# EXERCISE TASK
Everything from the line with "the black barrier" through the last line of the records below should be copied exactly, both ends included.

=== RECORDS TO PROCESS ===

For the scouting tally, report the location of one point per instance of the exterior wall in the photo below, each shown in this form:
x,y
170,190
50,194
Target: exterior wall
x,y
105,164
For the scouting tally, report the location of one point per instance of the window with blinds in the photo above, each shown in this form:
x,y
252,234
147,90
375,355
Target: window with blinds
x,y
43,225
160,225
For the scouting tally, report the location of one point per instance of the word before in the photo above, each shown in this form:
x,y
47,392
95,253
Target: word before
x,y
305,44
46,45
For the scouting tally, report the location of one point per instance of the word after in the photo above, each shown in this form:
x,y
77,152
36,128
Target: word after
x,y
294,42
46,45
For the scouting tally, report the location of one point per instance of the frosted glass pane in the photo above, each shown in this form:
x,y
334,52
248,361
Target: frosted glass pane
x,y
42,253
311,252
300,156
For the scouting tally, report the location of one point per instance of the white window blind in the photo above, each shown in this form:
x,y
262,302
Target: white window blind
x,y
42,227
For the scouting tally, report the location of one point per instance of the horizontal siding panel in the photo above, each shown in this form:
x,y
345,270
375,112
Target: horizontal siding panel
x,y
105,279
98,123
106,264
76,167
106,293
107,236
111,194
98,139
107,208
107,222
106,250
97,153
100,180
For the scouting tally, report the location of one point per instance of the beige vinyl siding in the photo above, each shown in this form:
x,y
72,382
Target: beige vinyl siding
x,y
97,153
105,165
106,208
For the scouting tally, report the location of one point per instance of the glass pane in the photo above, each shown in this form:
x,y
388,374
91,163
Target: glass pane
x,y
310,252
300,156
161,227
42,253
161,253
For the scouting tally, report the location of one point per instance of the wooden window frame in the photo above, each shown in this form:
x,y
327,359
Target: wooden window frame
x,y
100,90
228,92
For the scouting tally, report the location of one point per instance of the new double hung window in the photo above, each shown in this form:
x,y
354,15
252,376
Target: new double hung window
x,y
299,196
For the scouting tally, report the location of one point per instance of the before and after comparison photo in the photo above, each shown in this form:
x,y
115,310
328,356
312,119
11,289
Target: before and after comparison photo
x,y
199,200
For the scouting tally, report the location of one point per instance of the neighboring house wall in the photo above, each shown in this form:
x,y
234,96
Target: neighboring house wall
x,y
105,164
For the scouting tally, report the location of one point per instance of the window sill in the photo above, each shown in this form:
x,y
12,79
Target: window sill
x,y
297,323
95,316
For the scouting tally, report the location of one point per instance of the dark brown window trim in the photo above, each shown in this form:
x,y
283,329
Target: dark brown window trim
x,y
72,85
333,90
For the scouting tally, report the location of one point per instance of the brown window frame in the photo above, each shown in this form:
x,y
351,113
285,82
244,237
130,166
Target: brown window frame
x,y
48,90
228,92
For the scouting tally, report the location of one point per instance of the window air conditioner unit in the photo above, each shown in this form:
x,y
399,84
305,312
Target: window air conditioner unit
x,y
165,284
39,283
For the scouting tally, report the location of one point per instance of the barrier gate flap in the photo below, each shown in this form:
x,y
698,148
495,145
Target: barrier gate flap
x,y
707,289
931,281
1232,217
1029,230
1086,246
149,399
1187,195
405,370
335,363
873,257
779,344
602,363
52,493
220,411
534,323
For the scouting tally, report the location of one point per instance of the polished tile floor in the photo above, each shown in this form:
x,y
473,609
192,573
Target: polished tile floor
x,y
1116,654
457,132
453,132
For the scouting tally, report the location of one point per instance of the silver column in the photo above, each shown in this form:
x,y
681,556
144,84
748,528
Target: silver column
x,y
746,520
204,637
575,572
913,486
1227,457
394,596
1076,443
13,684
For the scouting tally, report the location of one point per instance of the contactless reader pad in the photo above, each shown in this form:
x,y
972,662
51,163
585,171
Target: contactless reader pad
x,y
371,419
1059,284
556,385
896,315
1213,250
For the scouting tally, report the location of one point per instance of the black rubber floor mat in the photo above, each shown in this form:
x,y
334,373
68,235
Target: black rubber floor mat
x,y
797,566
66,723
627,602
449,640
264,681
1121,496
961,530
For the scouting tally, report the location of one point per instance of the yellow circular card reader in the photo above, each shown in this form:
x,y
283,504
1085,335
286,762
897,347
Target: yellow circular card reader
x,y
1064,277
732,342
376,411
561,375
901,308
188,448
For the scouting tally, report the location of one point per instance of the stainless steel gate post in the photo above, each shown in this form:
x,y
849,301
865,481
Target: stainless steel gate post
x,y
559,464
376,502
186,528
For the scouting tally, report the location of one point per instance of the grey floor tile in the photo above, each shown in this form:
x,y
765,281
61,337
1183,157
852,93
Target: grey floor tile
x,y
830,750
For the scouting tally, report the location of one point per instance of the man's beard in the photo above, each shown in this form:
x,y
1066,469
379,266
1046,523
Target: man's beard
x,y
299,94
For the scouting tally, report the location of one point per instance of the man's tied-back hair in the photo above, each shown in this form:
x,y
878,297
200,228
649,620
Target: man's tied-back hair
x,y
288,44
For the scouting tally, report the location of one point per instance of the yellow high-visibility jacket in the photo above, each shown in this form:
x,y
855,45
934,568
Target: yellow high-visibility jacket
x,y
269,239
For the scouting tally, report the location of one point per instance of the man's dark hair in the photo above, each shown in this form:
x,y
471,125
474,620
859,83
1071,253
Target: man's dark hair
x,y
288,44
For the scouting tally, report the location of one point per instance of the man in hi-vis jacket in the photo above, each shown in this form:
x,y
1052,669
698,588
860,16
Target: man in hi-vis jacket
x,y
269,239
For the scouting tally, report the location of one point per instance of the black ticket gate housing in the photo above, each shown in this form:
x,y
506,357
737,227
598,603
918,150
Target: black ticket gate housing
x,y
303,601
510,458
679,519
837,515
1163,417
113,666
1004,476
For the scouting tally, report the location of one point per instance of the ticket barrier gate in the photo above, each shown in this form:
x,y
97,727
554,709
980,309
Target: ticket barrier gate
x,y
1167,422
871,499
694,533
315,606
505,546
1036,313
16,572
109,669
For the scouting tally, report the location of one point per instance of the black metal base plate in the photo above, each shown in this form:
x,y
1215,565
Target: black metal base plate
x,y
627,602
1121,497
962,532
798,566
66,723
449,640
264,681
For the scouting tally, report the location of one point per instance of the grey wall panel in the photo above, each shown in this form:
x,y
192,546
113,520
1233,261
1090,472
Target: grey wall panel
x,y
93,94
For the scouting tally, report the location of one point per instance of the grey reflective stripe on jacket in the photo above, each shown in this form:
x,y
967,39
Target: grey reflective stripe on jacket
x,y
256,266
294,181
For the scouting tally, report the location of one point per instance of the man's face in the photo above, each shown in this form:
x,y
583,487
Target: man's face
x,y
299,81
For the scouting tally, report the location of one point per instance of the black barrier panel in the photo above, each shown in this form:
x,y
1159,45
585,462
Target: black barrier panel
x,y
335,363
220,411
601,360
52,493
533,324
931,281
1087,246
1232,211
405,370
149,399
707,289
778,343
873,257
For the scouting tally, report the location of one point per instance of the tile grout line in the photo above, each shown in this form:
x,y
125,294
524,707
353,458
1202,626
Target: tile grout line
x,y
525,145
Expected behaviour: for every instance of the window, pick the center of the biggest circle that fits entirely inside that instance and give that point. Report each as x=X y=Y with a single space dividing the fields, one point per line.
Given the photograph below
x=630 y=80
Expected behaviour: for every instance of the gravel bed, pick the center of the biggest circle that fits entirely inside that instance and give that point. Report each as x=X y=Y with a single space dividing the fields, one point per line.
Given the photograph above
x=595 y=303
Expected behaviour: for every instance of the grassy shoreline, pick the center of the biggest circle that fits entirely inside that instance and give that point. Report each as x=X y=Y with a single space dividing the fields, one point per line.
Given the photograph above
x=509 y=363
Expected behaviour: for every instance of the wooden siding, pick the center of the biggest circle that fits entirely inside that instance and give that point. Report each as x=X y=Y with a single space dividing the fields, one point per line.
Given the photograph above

===

# RESPONSE
For the scouting tally, report the location of one point per instance of the black barrier panel in the photo above, each shown in this form:
x,y
1159,45
585,462
Target: black barrier panel
x,y
335,363
220,411
601,360
52,493
533,324
931,281
1087,246
1232,211
405,370
149,399
707,289
778,343
873,257
For the scouting tally, report the location of one point per instance of the tile grout line in the photo above, each shown in this form:
x,y
125,294
524,707
353,458
1202,626
Target: tile grout line
x,y
525,145
Expected behaviour: for every instance of the window, pick the center of the biggest circle that fits entirely inside that instance and give that point. Report each as x=X y=Y with a single space dividing the fields, one point per line.
Given the photograph below
x=630 y=80
Expected behaviour: for every instance of the gravel bed, pick the center of the biggest circle that fits entirely inside that instance and give that point. Report each as x=X y=Y with a single space dividing the fields, one point per line.
Given the photograph above
x=595 y=303
Expected behaviour: for every instance of the grassy shoreline, pick the center of the biggest circle that fits entirely inside that instance and give that point. Report each as x=X y=Y with a single space dividing the fields, one point per line.
Given the photograph above
x=509 y=363
Expected behaviour: for every instance of the wooden siding, pick the center of the biggest circle that fits entirely inside that instance and give that point. Report each as x=X y=Y with a single space dividing the fields, one point per line.
Given the photograph above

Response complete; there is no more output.